Stated task: Find each line in the records below that contains the string "hair" and copy those lines out. Case counts.

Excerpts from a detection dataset
[start]

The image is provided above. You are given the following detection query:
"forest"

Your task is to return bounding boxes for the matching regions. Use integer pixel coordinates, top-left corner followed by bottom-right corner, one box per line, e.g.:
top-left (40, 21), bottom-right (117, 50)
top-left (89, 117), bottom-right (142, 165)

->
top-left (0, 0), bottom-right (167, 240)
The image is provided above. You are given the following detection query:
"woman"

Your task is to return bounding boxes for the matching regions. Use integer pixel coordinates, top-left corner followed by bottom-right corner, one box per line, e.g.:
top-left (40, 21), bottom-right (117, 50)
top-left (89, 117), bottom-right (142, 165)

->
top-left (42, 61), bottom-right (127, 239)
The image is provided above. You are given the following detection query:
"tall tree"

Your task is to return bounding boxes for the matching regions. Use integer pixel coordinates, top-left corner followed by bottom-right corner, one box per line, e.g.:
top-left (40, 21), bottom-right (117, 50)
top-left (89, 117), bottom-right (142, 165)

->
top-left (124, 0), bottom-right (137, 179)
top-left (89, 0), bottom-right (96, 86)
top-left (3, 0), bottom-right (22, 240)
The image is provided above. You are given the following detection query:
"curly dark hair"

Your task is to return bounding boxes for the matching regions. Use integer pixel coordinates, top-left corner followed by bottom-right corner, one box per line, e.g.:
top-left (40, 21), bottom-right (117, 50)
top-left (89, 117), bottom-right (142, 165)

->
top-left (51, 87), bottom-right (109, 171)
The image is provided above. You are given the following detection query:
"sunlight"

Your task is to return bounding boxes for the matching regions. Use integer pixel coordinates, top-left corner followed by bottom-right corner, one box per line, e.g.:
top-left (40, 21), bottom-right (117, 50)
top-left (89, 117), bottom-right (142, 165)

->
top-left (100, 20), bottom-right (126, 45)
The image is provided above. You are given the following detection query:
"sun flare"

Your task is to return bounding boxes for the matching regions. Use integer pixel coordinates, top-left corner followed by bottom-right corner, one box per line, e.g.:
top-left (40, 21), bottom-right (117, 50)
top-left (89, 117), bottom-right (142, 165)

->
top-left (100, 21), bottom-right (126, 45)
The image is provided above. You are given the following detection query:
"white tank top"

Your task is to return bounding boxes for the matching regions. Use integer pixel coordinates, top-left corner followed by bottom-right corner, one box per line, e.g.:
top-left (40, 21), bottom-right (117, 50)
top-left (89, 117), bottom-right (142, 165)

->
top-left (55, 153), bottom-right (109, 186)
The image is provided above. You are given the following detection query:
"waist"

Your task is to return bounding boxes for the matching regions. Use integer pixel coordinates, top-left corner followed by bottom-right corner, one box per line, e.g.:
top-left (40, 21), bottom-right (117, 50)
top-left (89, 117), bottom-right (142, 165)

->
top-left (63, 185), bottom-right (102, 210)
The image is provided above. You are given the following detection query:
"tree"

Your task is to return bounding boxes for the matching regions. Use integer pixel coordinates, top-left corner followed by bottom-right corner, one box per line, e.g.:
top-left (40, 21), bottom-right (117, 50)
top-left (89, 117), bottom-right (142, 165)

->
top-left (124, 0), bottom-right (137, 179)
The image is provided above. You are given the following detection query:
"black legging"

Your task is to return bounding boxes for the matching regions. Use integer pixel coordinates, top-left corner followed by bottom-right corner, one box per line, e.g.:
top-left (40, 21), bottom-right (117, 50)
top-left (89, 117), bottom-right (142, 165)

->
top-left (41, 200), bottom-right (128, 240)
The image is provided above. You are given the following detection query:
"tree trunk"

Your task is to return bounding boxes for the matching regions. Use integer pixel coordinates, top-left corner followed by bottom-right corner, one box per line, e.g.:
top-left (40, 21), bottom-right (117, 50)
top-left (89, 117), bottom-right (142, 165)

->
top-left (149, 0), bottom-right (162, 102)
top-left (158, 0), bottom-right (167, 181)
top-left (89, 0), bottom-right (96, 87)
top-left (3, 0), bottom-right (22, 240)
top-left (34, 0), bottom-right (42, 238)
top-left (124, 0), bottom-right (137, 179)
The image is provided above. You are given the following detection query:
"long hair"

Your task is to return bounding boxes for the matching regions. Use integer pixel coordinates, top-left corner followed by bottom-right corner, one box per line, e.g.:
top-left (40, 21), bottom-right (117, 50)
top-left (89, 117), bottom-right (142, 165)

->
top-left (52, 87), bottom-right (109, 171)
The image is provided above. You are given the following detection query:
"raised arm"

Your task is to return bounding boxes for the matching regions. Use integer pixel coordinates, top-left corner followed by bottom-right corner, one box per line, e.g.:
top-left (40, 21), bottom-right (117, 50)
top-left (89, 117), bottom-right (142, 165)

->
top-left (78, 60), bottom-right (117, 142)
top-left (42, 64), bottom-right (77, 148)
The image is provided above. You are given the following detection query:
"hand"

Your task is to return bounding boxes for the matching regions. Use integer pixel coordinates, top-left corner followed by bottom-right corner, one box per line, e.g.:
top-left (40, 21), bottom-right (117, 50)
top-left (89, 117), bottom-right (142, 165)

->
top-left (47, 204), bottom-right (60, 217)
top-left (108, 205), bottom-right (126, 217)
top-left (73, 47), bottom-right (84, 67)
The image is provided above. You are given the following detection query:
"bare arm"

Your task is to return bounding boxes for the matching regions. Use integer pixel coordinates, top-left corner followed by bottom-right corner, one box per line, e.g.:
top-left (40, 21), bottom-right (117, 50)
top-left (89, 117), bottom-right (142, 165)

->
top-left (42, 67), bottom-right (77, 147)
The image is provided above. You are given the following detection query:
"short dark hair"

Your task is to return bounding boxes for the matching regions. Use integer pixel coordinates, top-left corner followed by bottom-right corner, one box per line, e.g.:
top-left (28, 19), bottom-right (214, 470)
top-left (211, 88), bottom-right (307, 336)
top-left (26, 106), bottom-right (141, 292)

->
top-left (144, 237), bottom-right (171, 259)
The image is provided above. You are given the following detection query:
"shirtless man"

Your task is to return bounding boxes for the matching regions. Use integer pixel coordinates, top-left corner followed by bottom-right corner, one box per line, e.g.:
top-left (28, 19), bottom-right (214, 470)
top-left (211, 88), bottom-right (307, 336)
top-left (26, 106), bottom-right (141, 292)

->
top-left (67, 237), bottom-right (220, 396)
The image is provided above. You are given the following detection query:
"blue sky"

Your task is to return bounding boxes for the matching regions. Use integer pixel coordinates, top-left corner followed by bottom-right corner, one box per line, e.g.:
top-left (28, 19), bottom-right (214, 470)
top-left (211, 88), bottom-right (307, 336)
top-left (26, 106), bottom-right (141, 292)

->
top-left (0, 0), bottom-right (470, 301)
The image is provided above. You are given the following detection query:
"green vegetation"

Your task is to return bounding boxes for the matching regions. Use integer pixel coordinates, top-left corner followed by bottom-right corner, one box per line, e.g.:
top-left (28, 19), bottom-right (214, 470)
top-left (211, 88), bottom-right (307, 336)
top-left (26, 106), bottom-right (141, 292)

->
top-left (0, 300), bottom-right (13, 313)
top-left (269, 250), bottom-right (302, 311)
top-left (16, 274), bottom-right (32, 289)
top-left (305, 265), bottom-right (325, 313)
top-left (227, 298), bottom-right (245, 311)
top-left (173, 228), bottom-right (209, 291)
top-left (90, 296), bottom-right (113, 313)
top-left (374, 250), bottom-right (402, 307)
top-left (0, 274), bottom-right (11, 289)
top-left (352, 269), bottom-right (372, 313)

[end]

Result below:
"curly dark hair"
"long hair"
"short dark hair"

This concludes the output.